======== Texto

Todos os pacientes grau II e III que possuam alguma comorbidade, entre outros quesitos, são elegíveis para a cirurgia bariátrica. Porém o cirurgião bariátrico José Alfredo Sadowski alerta que, apesar de bastante segura, a cirurgia fica mais complexa quanto maior o nível de obesidade.

“É importante que os pacientes entendam que a obesidade é uma doença crônica progressiva e que busquem ajuda e tratamento o quanto antes, não deixando chegar em estágios mais severos como os mostrados no programa da TV. Um tratamento precoce e adequado diminui bastante os riscos de complicações permitindo uma cirurgia bariátrica mais segura”, explica Sadowski.

Obesidade e cirurgia bariátrica no Paraná

No âmbito estadual, o Paraná apresenta uma prevalência de 4,7% dos habitantes enfrentando o Grau III e 9,2% o Grau II da doença, segundo dados do SISVAN.

================
======== Extrato de dados

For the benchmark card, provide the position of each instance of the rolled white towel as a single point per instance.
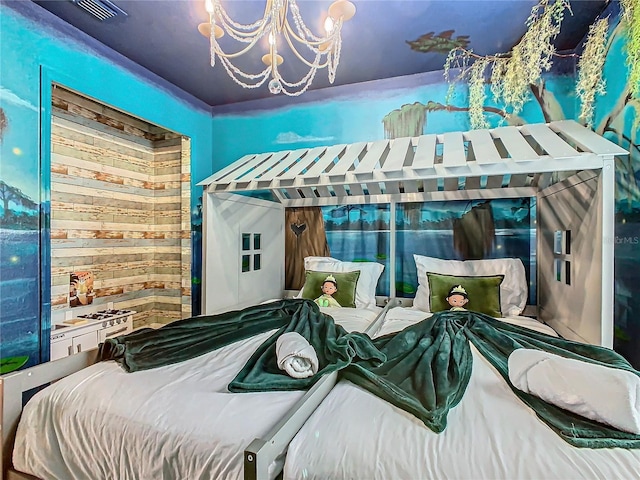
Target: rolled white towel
(296, 355)
(604, 394)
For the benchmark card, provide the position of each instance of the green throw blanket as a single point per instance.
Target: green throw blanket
(423, 369)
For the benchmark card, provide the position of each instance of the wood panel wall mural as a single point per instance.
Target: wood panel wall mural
(120, 209)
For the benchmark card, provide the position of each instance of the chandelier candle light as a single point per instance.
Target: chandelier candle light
(275, 23)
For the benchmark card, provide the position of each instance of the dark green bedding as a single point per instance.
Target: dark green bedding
(424, 369)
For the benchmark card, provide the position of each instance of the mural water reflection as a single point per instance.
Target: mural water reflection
(362, 233)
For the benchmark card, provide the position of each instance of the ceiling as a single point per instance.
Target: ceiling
(162, 36)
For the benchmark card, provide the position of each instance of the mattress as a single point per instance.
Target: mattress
(490, 435)
(173, 422)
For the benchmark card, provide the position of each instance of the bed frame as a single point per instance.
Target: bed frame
(259, 457)
(567, 167)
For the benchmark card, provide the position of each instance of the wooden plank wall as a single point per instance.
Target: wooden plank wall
(120, 207)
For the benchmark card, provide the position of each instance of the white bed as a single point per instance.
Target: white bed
(176, 421)
(491, 434)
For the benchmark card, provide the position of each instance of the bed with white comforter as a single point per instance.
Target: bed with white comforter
(491, 434)
(173, 422)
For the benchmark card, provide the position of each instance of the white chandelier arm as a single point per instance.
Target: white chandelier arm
(313, 44)
(303, 30)
(319, 54)
(276, 21)
(221, 53)
(311, 75)
(306, 79)
(222, 14)
(239, 35)
(232, 71)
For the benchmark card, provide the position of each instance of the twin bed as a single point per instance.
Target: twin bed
(180, 421)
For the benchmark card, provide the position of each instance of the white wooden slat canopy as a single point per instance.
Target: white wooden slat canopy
(464, 164)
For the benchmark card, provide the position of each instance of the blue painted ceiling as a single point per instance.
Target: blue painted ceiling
(162, 36)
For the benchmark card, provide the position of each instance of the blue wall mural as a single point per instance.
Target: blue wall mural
(417, 104)
(617, 117)
(37, 48)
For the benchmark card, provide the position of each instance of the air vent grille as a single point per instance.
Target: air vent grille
(101, 9)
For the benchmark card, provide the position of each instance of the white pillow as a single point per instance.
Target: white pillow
(367, 282)
(514, 290)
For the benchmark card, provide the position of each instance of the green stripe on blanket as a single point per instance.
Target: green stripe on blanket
(423, 369)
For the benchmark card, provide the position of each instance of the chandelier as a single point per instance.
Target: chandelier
(321, 51)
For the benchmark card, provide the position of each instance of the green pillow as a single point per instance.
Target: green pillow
(347, 282)
(483, 292)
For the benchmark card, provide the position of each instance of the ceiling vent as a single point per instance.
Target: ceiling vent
(101, 9)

================

§ **Instruções das tarefas**:
• A. Responda com base no texto sobre cirurgia bariátrica:
(i) Quais graus de obesidade tornam o paciente com alguma comorbidade elegível para a cirurgia bariátrica?
(ii) Qual é o nome do cirurgião bariátrico citado?
(iii) Segundo o SISVAN, que porcentagem dos habitantes do Paraná enfrenta o Grau III da doença?
• B. Prossiga com o texto sobre obesidade e cirurgia bariátrica a partir da última frase apresentada.

§ **Resultados das tarefas**:
• A.
(i) Os graus II e III.
(ii) José Alfredo Sadowski.
(iii) 4,7%.

• B.
“Esses números demonstram a complexidade do problema e a necessidade de ações direcionadas à conscientização e ao tratamento. É fundamental termos investimento em políticas públicas, programas educacionais e estratégias integradas de saúde para reverter essa tendência”, diz Sadowski.

O número de procedimentos realizados no Paraná através do SUS ainda não retomou o volume pré-pandemia. Em 2023 foram realizadas 1.884 cirurgias no sistema público enquanto eram operadas 7.456 pessoas em 2019.

“Nós observamos o aumento nas cirurgias bariátricas realizadas pelo Sistema Único de Saúde (SUS), com um crescimento de 26,8% entre 2022 e 2023. Contudo, é importante notar que ainda não atingimos os níveis pré-pandêmicos, com uma queda significativa de 40,2% em comparação com 2019”, relata o presidente da SBCBM no Paraná.

Os riscos da superobesidade

A quantidade de gordura abdominal e o acúmulo de gordura no fígado são fatores que podem dificultar o acesso de instrumentos cirúrgicos até o estômago e intestino. O excesso de gordura também pode restringir a movimentação da respiração, gerando algum risco respiratório durante a cirurgia.

Por isso, para a maioria dos pacientes com níveis mais severos de obesidade, é indicado a perda de 5% a 10% do peso antes da operação. Em casos mais graves, algumas vezes são necessários outros tratamentos para se obter essa perda de peso antes da cirurgia, como o uso de medicamentos ou de balões gástricos.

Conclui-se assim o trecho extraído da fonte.